The request — Which lines in the data below contain the word "purple"? Copy each of them in full.

Data shown —
════════════════════

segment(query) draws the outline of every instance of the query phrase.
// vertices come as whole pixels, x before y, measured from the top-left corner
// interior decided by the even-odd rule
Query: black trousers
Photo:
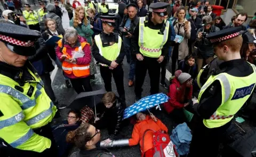
[[[45,156],[57,156],[57,147],[55,143],[53,135],[51,129],[50,124],[43,126],[40,128],[34,130],[34,131],[40,135],[50,139],[51,141],[51,147],[47,148],[42,153],[38,153],[34,151],[24,151],[15,148],[5,143],[7,146],[2,145],[2,141],[0,140],[0,154],[1,157],[45,157]]]
[[[208,128],[201,119],[196,124],[188,157],[217,157],[220,144],[226,137],[231,121],[220,127]]]
[[[31,30],[36,30],[39,31],[41,31],[41,29],[40,29],[40,26],[39,26],[39,23],[36,24],[30,24],[28,25],[28,27]]]
[[[111,81],[112,76],[116,83],[116,89],[118,93],[119,97],[123,100],[125,100],[125,95],[124,87],[124,70],[121,64],[119,64],[113,70],[109,69],[108,67],[100,67],[100,75],[103,79],[107,92],[112,91]]]
[[[75,79],[69,78],[69,79],[74,89],[77,94],[82,92],[92,91],[89,76]]]
[[[71,13],[68,12],[68,18],[69,18],[69,20],[71,20],[74,16],[73,12],[71,12]]]
[[[165,81],[165,75],[166,74],[166,65],[168,63],[168,59],[165,58],[160,64],[161,67],[161,83],[163,84]]]
[[[52,88],[52,80],[50,73],[44,73],[40,76],[44,84],[44,90],[48,96],[53,103],[56,102],[56,97]]]
[[[142,61],[136,60],[134,90],[136,96],[141,97],[141,92],[142,90],[141,87],[148,70],[150,78],[150,94],[158,93],[161,64],[157,61],[157,58],[144,56],[144,59]]]

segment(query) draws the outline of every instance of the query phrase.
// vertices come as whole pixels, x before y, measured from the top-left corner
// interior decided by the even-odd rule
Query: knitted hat
[[[177,78],[178,78],[181,73],[182,73],[182,71],[181,70],[178,70],[175,72],[174,76]]]
[[[190,75],[189,73],[182,72],[180,75],[180,76],[178,78],[178,79],[179,80],[180,83],[181,84],[182,84],[190,78],[191,75]]]
[[[212,22],[212,18],[210,15],[204,16],[202,19],[202,21],[203,21],[203,24],[204,24],[204,25],[206,25]]]

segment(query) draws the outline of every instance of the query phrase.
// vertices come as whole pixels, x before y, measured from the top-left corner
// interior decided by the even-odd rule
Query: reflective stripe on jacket
[[[99,48],[100,54],[107,60],[113,61],[115,60],[120,54],[122,46],[122,38],[118,36],[118,43],[115,43],[112,45],[103,47],[100,35],[95,35],[95,43]],[[107,67],[107,65],[101,64],[101,65]]]
[[[229,122],[252,93],[255,84],[256,68],[253,64],[250,65],[254,72],[248,76],[237,77],[221,73],[211,76],[202,87],[198,95],[199,102],[204,91],[215,80],[218,80],[221,85],[222,103],[209,119],[203,120],[206,127],[219,127]]]
[[[140,18],[139,29],[139,46],[140,52],[144,56],[150,57],[158,57],[162,54],[162,48],[168,39],[170,22],[165,20],[165,29],[163,34],[160,34],[160,30],[154,30],[146,27],[144,21],[146,17]],[[154,37],[154,38],[152,38]]]
[[[25,18],[27,24],[36,24],[38,23],[38,15],[35,11],[32,11],[32,13],[25,10],[23,11],[23,16]]]
[[[62,40],[60,39],[59,42],[59,46],[62,47]],[[86,42],[82,42],[81,46],[77,47],[75,49],[75,52],[76,53],[81,53],[84,54],[84,52],[83,51],[84,47],[86,45],[89,44]],[[66,59],[72,59],[73,56],[70,56],[68,53],[67,53],[67,48],[63,47],[62,51],[63,54],[66,55],[67,57]],[[69,63],[65,60],[62,62],[62,70],[65,73],[70,75],[72,73],[74,75],[77,77],[84,77],[86,76],[90,75],[90,63],[87,64],[77,64],[76,63]]]
[[[37,74],[23,86],[0,74],[0,137],[13,147],[42,152],[51,141],[34,133],[51,121],[57,111]]]

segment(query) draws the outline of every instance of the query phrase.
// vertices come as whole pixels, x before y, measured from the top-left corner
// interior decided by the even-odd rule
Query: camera
[[[206,38],[206,35],[207,35],[208,34],[206,32],[202,32],[202,38]]]

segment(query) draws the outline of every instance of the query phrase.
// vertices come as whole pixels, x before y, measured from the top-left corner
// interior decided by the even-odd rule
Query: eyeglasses
[[[68,43],[69,44],[74,44],[74,43],[75,43],[76,42],[76,40],[75,40],[75,41],[68,41],[68,40],[65,40],[65,42]]]
[[[91,137],[91,138],[90,139],[90,140],[92,139],[92,138],[93,138],[93,137],[94,137],[95,136],[96,136],[96,135],[97,135],[98,134],[100,133],[100,132],[98,131],[98,130],[96,129],[96,133],[95,133],[94,135],[92,136],[92,137]]]
[[[68,116],[68,119],[69,118],[73,119],[76,118],[76,117]]]

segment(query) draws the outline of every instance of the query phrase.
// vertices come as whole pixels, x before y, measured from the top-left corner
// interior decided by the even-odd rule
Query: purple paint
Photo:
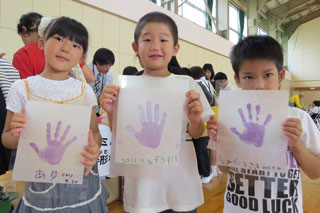
[[[256,147],[261,147],[263,145],[265,126],[270,122],[272,115],[268,114],[265,121],[263,122],[263,125],[260,125],[258,123],[252,122],[251,104],[247,104],[247,109],[248,109],[249,121],[245,119],[243,110],[241,108],[238,108],[240,118],[245,127],[244,132],[241,134],[234,127],[230,128],[230,130],[234,134],[236,134],[243,143],[254,145]],[[258,117],[259,113],[260,113],[260,105],[257,105],[256,121],[259,120],[259,117]]]
[[[137,138],[141,145],[155,149],[160,144],[163,127],[167,119],[167,113],[162,113],[160,124],[158,124],[160,114],[159,104],[155,104],[154,106],[154,122],[152,121],[150,101],[147,101],[146,103],[146,114],[148,120],[145,118],[142,105],[138,106],[138,111],[142,126],[141,131],[135,131],[131,125],[128,125],[127,129]]]
[[[53,139],[51,139],[51,124],[50,123],[47,124],[47,134],[46,134],[47,146],[44,149],[39,150],[39,147],[37,146],[37,144],[29,143],[29,145],[38,154],[39,158],[43,162],[47,162],[51,165],[56,165],[60,163],[66,148],[77,139],[77,137],[75,136],[71,140],[63,144],[63,141],[66,139],[66,136],[69,133],[71,126],[70,125],[67,126],[66,130],[64,131],[63,135],[59,140],[58,137],[59,137],[61,123],[62,123],[61,121],[58,122]]]

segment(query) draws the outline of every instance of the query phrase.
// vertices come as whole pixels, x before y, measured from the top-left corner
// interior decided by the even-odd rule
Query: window
[[[268,33],[261,27],[258,27],[258,35],[268,35]]]
[[[239,20],[240,10],[233,6],[229,5],[229,40],[236,44],[240,39],[240,20]],[[244,23],[243,23],[243,32],[242,36],[247,37],[248,35],[248,18],[244,15]]]
[[[149,0],[156,3],[158,6],[161,6],[161,2],[167,2],[171,4],[171,7],[174,7],[173,1],[168,0]],[[216,21],[216,0],[212,0],[212,17],[213,21]],[[206,28],[206,5],[203,0],[178,0],[178,14],[193,23],[200,25],[203,28]],[[164,5],[164,8],[167,8],[167,5]],[[212,31],[216,33],[214,24],[212,23]]]

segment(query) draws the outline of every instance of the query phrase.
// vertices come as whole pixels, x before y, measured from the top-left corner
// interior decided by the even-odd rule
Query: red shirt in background
[[[21,79],[38,75],[45,67],[44,52],[38,43],[27,44],[14,54],[12,65],[19,71]]]

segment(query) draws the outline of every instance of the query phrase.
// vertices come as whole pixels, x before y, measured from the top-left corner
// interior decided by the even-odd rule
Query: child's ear
[[[239,88],[241,88],[241,84],[240,84],[240,79],[239,79],[239,77],[238,77],[237,75],[234,75],[233,77],[234,77],[234,81],[236,82],[237,86],[238,86]]]
[[[38,47],[39,47],[40,50],[44,49],[44,38],[40,38],[38,40]]]
[[[80,60],[79,60],[79,64],[82,64],[84,62],[84,60],[86,59],[86,57],[83,55],[80,57]]]
[[[178,53],[178,51],[179,51],[179,49],[180,49],[180,45],[177,44],[177,45],[173,48],[173,54],[172,54],[172,56],[176,56],[177,53]]]
[[[279,89],[281,88],[281,83],[282,83],[282,81],[285,79],[285,76],[286,76],[286,70],[285,70],[285,69],[282,69],[282,70],[279,72]]]
[[[132,42],[131,44],[133,51],[136,53],[137,56],[139,56],[139,47],[136,42]]]

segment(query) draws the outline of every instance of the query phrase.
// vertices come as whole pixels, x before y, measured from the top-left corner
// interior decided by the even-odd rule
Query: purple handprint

════════════════════

The completed task —
Query: purple paint
Query: purple handprint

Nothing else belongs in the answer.